GIVEN DATA:

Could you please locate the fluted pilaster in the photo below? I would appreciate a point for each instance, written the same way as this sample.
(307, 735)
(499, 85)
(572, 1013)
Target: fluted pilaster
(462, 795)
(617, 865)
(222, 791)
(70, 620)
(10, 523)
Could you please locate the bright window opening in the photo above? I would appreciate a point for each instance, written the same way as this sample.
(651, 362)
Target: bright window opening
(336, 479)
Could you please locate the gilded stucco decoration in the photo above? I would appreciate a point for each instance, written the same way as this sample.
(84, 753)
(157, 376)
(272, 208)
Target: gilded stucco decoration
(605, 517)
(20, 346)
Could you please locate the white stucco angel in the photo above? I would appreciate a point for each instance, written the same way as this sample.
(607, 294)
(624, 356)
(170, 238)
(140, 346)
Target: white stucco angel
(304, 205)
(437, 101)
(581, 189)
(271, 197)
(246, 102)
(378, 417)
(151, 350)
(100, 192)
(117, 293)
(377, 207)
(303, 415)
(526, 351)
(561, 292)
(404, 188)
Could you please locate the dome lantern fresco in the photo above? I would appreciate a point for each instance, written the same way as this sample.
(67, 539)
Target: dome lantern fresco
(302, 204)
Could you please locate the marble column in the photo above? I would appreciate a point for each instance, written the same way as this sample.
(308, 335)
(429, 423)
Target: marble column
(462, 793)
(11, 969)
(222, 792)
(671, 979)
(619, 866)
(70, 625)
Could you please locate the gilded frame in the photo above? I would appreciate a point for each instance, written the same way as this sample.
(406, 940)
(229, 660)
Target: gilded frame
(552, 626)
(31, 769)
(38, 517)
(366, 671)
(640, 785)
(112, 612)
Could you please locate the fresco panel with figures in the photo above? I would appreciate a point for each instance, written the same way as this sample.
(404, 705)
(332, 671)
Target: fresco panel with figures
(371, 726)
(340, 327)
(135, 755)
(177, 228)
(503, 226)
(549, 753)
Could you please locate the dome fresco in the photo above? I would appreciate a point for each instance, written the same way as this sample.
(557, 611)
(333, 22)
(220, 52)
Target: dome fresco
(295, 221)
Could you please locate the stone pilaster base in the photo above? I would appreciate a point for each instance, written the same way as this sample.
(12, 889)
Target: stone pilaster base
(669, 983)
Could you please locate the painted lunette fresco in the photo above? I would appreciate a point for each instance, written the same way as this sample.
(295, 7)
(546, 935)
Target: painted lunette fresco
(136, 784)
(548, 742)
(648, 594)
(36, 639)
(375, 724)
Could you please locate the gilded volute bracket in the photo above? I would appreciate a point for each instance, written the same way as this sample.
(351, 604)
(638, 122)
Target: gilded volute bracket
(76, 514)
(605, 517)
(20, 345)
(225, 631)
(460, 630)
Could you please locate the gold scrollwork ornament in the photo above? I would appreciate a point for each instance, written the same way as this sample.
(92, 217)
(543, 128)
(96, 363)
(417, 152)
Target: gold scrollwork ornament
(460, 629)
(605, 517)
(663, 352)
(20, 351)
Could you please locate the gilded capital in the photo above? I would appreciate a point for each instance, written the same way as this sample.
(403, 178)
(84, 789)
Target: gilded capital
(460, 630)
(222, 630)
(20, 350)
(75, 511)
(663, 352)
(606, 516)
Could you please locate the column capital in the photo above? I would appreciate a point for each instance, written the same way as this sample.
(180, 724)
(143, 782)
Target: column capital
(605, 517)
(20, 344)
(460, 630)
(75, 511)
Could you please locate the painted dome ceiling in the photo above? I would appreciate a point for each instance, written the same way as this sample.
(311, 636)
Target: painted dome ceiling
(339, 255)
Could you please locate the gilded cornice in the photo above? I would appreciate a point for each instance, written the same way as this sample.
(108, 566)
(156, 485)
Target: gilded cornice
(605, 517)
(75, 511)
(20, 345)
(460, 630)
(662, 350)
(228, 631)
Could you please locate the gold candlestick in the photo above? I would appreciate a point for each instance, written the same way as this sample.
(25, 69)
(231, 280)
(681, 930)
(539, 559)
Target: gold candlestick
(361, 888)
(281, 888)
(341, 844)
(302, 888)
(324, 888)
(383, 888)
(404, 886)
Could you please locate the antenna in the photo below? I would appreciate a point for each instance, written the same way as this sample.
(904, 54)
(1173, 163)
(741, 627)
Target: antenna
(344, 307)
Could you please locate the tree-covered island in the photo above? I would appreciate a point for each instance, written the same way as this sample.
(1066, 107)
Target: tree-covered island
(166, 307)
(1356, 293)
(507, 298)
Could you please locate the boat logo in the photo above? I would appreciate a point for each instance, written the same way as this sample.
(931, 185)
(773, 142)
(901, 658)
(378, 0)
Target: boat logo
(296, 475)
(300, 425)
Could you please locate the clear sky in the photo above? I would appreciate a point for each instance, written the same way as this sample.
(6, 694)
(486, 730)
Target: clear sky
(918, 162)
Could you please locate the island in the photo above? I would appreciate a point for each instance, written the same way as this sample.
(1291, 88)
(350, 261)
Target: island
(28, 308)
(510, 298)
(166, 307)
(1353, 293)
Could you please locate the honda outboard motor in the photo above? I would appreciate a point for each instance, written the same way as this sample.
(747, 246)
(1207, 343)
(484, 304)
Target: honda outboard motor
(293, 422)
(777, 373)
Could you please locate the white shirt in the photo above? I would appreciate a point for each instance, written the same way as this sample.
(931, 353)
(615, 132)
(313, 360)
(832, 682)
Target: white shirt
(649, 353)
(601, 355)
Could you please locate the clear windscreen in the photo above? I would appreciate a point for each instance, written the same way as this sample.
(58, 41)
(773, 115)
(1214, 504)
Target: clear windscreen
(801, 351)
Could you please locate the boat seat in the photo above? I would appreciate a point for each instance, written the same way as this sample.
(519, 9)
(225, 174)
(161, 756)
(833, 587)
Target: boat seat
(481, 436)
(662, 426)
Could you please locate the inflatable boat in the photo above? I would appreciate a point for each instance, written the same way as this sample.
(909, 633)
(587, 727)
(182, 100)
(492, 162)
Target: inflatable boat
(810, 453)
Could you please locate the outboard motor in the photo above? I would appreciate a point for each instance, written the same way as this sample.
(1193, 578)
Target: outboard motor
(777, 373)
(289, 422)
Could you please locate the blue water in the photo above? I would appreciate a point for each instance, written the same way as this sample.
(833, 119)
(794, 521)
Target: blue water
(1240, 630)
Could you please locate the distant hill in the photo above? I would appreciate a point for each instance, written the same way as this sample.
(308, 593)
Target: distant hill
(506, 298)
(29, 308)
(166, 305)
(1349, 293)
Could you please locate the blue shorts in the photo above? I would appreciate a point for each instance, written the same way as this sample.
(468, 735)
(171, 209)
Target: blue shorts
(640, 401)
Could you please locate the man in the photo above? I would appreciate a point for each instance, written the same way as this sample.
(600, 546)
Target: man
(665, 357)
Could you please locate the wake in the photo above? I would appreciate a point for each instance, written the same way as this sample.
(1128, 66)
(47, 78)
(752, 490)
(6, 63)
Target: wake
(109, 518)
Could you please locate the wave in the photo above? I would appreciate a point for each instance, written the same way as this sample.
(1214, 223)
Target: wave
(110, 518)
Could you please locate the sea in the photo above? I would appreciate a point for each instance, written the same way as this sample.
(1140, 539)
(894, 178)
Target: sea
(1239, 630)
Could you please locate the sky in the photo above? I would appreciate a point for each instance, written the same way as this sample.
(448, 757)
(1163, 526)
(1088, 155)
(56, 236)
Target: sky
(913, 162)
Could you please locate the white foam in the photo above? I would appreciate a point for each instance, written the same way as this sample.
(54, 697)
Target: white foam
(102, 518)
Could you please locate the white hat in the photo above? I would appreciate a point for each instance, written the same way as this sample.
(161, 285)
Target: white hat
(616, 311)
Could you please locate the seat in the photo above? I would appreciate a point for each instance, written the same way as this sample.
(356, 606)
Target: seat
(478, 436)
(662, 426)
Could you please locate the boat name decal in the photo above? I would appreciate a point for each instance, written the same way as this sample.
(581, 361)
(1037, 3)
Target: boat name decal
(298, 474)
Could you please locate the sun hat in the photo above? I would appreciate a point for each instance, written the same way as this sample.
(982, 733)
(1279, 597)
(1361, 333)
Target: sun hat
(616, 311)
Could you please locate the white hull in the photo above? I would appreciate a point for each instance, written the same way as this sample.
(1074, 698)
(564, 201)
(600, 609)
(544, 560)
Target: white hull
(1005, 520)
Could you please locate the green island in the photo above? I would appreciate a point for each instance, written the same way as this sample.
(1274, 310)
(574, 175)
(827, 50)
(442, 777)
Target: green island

INSTRUCTION: Can you write out, word for word, every line from the one containing "Could you please locate the sun" through the final line of the rows?

SOLUTION FOR THIS EXERCISE:
Could you please locate the sun hat in the photo above? I would appreciate a point for each instance, written the same way as this sample.
(982, 733)
(1279, 597)
(1361, 333)
Target: sun hat
(616, 311)
Could you please locate the white hull in the photo above? I would appreciate a point for each instance, written the same way as this sample.
(1074, 698)
(564, 201)
(600, 609)
(544, 560)
Target: white hull
(1005, 520)
Could you please locate the green island in the photo above? I would appreciate a point for each instance, written the same way as this sample.
(1274, 310)
(574, 175)
(827, 50)
(442, 777)
Target: green island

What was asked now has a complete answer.